### Supplied records
◆ ◆ ◆

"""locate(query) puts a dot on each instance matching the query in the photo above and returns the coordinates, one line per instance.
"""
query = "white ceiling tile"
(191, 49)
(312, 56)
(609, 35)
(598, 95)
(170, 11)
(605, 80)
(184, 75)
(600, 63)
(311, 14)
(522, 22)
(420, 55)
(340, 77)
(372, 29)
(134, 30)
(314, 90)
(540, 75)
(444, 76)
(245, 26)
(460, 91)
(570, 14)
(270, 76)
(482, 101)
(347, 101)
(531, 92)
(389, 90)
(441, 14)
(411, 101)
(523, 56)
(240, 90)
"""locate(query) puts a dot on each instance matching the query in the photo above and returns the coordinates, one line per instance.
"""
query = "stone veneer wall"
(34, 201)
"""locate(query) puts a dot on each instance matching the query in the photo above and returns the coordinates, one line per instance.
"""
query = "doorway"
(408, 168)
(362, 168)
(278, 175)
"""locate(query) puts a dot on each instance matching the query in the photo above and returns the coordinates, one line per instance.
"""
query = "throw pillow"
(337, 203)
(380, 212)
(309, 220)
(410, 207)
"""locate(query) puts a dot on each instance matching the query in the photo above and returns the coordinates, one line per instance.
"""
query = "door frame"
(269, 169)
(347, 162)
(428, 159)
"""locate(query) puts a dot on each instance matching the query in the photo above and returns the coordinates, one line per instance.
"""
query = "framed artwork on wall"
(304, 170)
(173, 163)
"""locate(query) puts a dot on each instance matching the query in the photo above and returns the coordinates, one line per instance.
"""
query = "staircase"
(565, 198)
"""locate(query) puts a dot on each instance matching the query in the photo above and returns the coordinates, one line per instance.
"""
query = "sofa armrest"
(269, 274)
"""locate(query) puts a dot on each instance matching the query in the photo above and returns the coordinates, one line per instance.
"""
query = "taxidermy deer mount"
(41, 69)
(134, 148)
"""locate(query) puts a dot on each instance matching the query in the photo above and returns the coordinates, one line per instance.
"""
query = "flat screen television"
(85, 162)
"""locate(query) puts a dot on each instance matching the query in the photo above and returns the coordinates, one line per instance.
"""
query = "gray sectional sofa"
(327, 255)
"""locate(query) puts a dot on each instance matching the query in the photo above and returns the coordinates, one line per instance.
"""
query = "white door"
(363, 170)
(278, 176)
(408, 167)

◆ ◆ ◆

### Exercise prompt
Repeat the whole of the data verbatim, as it reads above.

### Reply to the exercise
"""locate(query) puts a dot on each instance matching the query in the photo above and returns the coordinates, one line per instance.
"""
query = "white ceiling tile"
(191, 49)
(312, 56)
(609, 35)
(598, 95)
(170, 11)
(605, 80)
(184, 75)
(600, 63)
(311, 14)
(522, 22)
(420, 55)
(340, 77)
(372, 29)
(134, 30)
(314, 90)
(540, 75)
(444, 76)
(245, 26)
(460, 91)
(570, 14)
(270, 76)
(482, 101)
(347, 101)
(531, 92)
(389, 90)
(441, 14)
(411, 101)
(523, 56)
(240, 90)
"""locate(query) puts a dot on each instance matching the query in the photo above and returns the coordinates, one line per instance.
"""
query = "stone veneer wall"
(34, 201)
"""locate(query) puts a dot on each instance matching the query in the photo above and returns the coordinates, one line per instance.
"""
query = "doorway"
(408, 168)
(362, 168)
(278, 175)
"""locate(query) puts a dot on each instance matching the query in the photo above and returns the coordinates, one line per instance.
"""
query = "throw pillow"
(337, 203)
(380, 212)
(309, 220)
(410, 207)
"""locate(query) puts a dot on each instance matching the query in the photo above and returns the coordinates, one line per instance.
"""
query = "door frame"
(269, 169)
(347, 162)
(428, 159)
"""locate(query) puts a dot on each instance matching the query in the photo above and returns the coordinates, one line per instance.
"""
query = "framed artwork on wall"
(304, 170)
(173, 163)
"""locate(query) puts a dot on each instance matching the query in the photo above and returns the coordinates, one line per instance.
"""
query = "staircase"
(565, 198)
"""locate(query) puts a dot on each instance matching the query in the photo above and returns the coordinates, one line per instance.
"""
query = "sofa armrest"
(269, 274)
"""locate(query) puts a dot on each instance matching the query in the photo above and returns the coordinates, one line per instance.
"""
query = "taxidermy deer mount"
(41, 69)
(134, 148)
"""locate(query) puts a dot on each instance matching the query in the photo above and returns the coordinates, one line per instance.
"""
query = "flat screen television"
(85, 162)
"""locate(query) puts a dot on each instance matching the query in the photo above and returns the coordinates, one line per instance.
"""
query = "gray sectional sofa"
(327, 255)
"""locate(query) puts a dot on each instance matching the query in the photo above and returns the coordinates, one line per instance.
"""
query = "white door"
(363, 170)
(278, 176)
(408, 167)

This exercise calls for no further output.